__Entries shown__.
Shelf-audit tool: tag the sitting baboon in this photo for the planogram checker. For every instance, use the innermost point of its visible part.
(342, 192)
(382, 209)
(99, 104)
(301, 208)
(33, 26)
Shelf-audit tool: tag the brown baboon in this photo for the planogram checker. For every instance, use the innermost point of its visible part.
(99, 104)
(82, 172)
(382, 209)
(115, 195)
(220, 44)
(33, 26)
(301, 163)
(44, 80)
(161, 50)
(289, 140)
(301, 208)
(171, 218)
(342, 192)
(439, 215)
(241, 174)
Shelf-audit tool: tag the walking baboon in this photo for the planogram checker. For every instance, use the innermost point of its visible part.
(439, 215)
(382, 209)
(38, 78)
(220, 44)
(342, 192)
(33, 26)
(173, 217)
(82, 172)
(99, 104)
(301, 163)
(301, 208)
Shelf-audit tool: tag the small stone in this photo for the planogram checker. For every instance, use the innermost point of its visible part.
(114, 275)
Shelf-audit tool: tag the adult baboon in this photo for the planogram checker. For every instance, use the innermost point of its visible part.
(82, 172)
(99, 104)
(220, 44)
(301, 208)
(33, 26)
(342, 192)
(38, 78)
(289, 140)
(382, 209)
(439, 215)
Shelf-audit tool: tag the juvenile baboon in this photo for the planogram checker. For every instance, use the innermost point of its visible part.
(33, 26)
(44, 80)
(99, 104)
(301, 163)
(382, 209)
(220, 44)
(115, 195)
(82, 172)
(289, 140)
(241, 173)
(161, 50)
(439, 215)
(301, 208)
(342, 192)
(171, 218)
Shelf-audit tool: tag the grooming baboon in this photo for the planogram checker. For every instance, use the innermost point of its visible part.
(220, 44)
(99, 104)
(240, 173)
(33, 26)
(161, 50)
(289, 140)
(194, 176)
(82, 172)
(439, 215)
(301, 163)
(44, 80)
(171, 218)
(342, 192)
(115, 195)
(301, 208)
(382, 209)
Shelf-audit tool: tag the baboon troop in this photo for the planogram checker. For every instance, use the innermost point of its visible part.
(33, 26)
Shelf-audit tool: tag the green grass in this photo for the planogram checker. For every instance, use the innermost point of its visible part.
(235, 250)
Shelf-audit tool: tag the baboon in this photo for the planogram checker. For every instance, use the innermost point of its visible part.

__Task details__.
Each line from the one containing "Shelf-audit tool: tag the walking" to the end of the records should be echoed exactly, and no other line.

__Answer to the problem__.
Shelf-audit tool: tag the walking baboon in this photo for the planogram checker. For every instance, use the innermost point of its visible part.
(439, 215)
(382, 209)
(38, 78)
(220, 44)
(342, 192)
(33, 26)
(173, 217)
(82, 172)
(99, 104)
(301, 163)
(301, 208)
Shelf-audit tool: tag the small stone in this photo for the planogram checker. For every instance, use the innermost point of its visible part.
(114, 275)
Shelf-audit tool: tag the adult baboon in this photo for the planogram checker. For every instance, use the innermost point of its visible part.
(82, 172)
(99, 104)
(220, 44)
(301, 208)
(33, 26)
(342, 192)
(38, 78)
(289, 140)
(382, 209)
(439, 215)
Shelf-audit tool: tag the juvenile baboon in this photo for the planogram checker. For every instance, use the innermost point of its visible part.
(33, 26)
(44, 80)
(99, 104)
(301, 163)
(382, 209)
(220, 44)
(115, 195)
(82, 172)
(289, 140)
(241, 173)
(161, 50)
(439, 215)
(301, 208)
(342, 192)
(171, 218)
Shelf-audit tool: tag the grooming baboon in this photo for the planogram checker. For every instance, use the innermost point of its visible part.
(220, 44)
(99, 104)
(240, 173)
(33, 26)
(161, 50)
(289, 140)
(194, 176)
(82, 172)
(439, 215)
(301, 163)
(44, 80)
(171, 218)
(342, 192)
(115, 195)
(301, 208)
(382, 209)
Shelf-audit tool: tag the baboon troop in this photo for the planogram checker. For every instance, use the innermost point of its visible part.
(33, 26)
Shelf-audit tool: tag the green grass in this photo for the planogram checker. For every instance, use the innermost point of its visible part.
(235, 250)
Shelf-audit tool: tag the baboon in this photo for the planogram checker. For every instance, use the innermost point of its visible part.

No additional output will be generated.